#### Exercise text:

Roche's COVID drugs tumble $1B as new eye launch Vabysmo rushes to counter biosimilar-hit Lucentis

Roche’s COVID-19 therapies Ronapreve and Actemra gave the drugmaker a sales boost a year ago amid a surge in infections. But as cases ebb and new coronavirus variants emerge, sales of the drugs are falling sharply.

Sales from Regeneron-partnered COVID antibody Ronapreve and anti-inflammation med Actemra slid nearly 1 billion Swiss francs year over year in the first nine months of 2022. About 900 million Swiss francs of the drop happened in the third quarter alone, Roche CEO Severin Schwan said during a conference call Tuesday.

Ronapreve’s revenue was nearly wiped out with a 92% decline to just 22 million Swiss francs in the third quarter. And Actemra sales plummeted 42% during the same period to 584 million Swiss francs.

To make things worse, biosimilars continue to wreak havoc on Roche’s portfolio. During the third quarter, one more Roche blockbuster product has joined the cancer troika—Avastin, Herceptin and Rituxan—on the U.S. biosimilar exposure list.

Roche’s Novartis-partnered age-related macular degeneration drug Lucentis started to face its first U.S. biosimilar from Biogen and its partner Samsung Bioepis in July. Thanks to the copycat entry, Roche’s Lucentis haul dipped 39% to 228 million Swiss francs in the third quarter in what Schwan described as a “more pronounced effect” than what the company had expected.

More competition is on the way. Coherus BioSciences in August won an FDA approval for a Lucentis interchangeable biosimilar, and the company plans to roll it out in October.

Luckily, Roche can lean on its newly launched eye drug Vabysmo for wet age-related macular degeneration and diabetic macular edema. Industry watchers believe the drug is a strong countermeasure to Lucentis losses and one that could even put up a fight against Regeneron and Bayer’s market-leading VEGF inhibitor Eylea, although a recent Eylea high-dose clinical win could complicate the rivalry. 

Merely eight months into its launch, Vabysmo already collected 282 million Swiss francs by September, with 173 million Swiss francs coming in the third quarter. Some of Vabysmo’s sales came from prior Lucentis patients.

Currently, 85% to 95% Vabysmo’s business is from patients switching from other products, including about 15% to 20% from Lucentis and the rest from Eylea, Roche’s pharma chief Bill Anderson said on the call. The drug is also nearing phase 3 readouts this year in retinal vein occlusion.

#### Try it:
Continue the article on Roche's falling COVID drug sales and the Vabysmo launch from where it stops.

#### Listed records:
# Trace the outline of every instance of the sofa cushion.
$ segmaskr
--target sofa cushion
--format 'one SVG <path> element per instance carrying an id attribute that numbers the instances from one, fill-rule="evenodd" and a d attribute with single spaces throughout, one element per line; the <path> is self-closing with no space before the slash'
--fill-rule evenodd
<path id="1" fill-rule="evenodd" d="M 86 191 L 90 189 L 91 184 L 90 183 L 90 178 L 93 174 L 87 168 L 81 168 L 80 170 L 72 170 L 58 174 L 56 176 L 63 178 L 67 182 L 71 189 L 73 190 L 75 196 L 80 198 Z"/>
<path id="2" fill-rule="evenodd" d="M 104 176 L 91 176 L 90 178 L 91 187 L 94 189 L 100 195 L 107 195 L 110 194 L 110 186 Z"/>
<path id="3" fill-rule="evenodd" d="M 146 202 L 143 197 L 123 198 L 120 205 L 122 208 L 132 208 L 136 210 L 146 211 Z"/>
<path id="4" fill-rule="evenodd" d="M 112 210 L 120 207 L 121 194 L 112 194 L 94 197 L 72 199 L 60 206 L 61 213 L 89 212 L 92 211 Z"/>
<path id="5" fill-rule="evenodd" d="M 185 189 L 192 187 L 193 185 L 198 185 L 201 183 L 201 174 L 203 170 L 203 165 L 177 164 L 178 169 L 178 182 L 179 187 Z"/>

#### Exercise result:
As for the cancer trio of Avastin, Herceptin and Rituxan, biosimilars together ate away roughly 1.5 billion Swiss francs in sales so far this year. All told, Roche expects to take a 2.5 billion Swiss franc hit from biosimilars in 2022.

Roche has been counting on newer meds to compensate for the biosim losses. But in the third quarter, the new products were growing at a slower-than-expected pace. Multiple sclerosis drug Ocrevus, HER2-targeted breast cancer drug Perjeta, hemophilia therapy Hemlibra and PD-L1 inhibitor Tecentriq—Roche’s four top-selling drugs—all delivered third-quarter sales that were slightly below Wall Street consensus, according to ODDO BHF.

Roche’s oncology department as whole saw sales down 1% at constant currencies in the first nine months. In one important milestone, the FDA has in August accepted an application for Polivy in newly diagnosed diffuse large B-cell lymphoma, teeing up a decision by April 2, 2023, Anderson told investors on the call. The indication bears blockbuster potential given that the current standard of care has been unchanged for 20 years.

As Roche awaits an FDA decision, a first-line approval in Europe—and possibly off-label use in the U.S.—is already giving Polivy a revenue boost. The drug’s sales reached 113 million Swiss francs in the third quarter, compared with 177 million Swiss francs in the first half of 2022.

Meanwhile, a major focus among Roche investors is an upcoming readout of Alzheimer’s disease candidate gantenerumab, a topic that heavily occupied Tuesday’s conference call. The Swiss pharma is now expecting pivotal data from the GRADUATE trials at the end of November, Schwan said. The recent phase 3 success by Eisai and Biogen’s lecanemab has rekindled hope for the entire anti-amyloid antibody class.